**TO DO:**
Return only the lines of the listing below that run from the line with "Thank you for the photo. Please point out the pointed" through the line with "Thank you for the photo. Please point out the bare", both ends included, exactly as written.

**RECORDS SHOWN:**
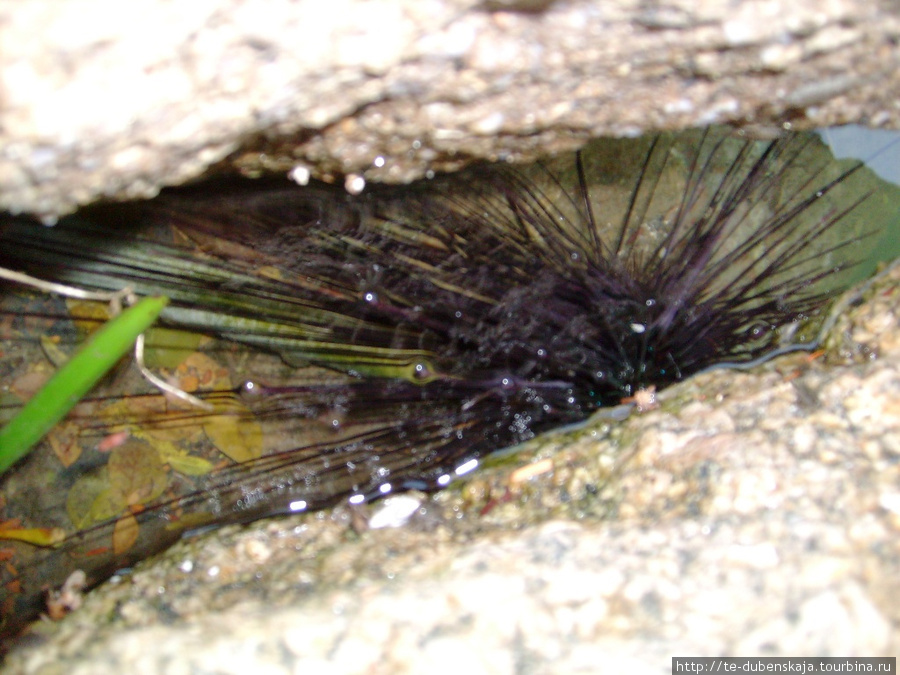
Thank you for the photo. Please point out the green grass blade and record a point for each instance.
==
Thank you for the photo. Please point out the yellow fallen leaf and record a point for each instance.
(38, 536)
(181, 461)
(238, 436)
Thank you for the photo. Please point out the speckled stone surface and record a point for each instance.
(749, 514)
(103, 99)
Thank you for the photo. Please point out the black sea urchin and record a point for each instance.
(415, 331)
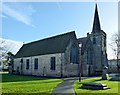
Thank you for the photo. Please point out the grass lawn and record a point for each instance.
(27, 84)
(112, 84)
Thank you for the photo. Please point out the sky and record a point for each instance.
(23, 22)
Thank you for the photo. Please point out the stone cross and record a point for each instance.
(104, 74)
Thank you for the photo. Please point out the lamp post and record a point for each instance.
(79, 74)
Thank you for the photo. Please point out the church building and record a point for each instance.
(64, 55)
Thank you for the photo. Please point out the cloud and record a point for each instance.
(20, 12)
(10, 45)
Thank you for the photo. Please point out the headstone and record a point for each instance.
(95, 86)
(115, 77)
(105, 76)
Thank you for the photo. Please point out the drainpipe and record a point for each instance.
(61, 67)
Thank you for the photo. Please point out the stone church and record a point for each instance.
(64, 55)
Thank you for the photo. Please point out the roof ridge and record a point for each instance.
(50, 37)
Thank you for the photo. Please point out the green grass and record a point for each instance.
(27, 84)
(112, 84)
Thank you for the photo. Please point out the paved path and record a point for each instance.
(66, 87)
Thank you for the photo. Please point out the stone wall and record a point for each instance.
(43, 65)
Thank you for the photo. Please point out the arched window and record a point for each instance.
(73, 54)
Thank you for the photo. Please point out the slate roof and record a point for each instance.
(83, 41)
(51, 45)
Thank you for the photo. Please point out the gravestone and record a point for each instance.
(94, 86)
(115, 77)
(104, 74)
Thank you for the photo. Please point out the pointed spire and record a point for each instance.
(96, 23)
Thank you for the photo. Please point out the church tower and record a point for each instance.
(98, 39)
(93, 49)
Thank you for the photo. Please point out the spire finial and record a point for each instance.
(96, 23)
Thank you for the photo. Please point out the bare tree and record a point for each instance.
---
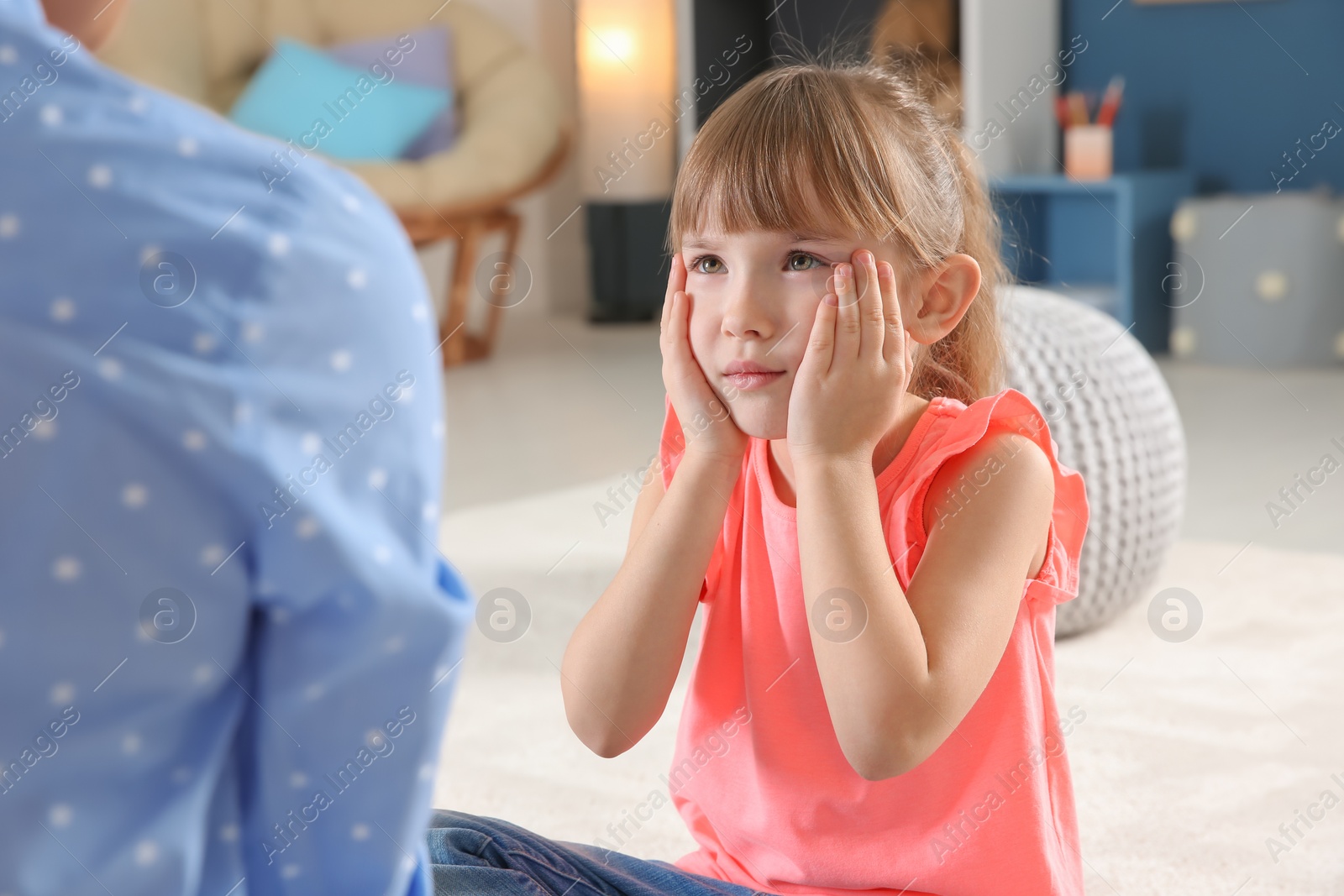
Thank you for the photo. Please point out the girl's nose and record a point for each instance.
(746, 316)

**SOLUTION TO THE PROBLEM:**
Thank you for the photo. Please point out the pointed spire and record a point for each instance.
(96, 23)
Thank you for the photo. Please point out the church tower and record a point for each instance.
(98, 39)
(93, 49)
Thank you for the photo. Please point out the spire finial and record a point for each instance.
(96, 23)
Thank you for the photo. Please point out the bare tree and record a point for each instance.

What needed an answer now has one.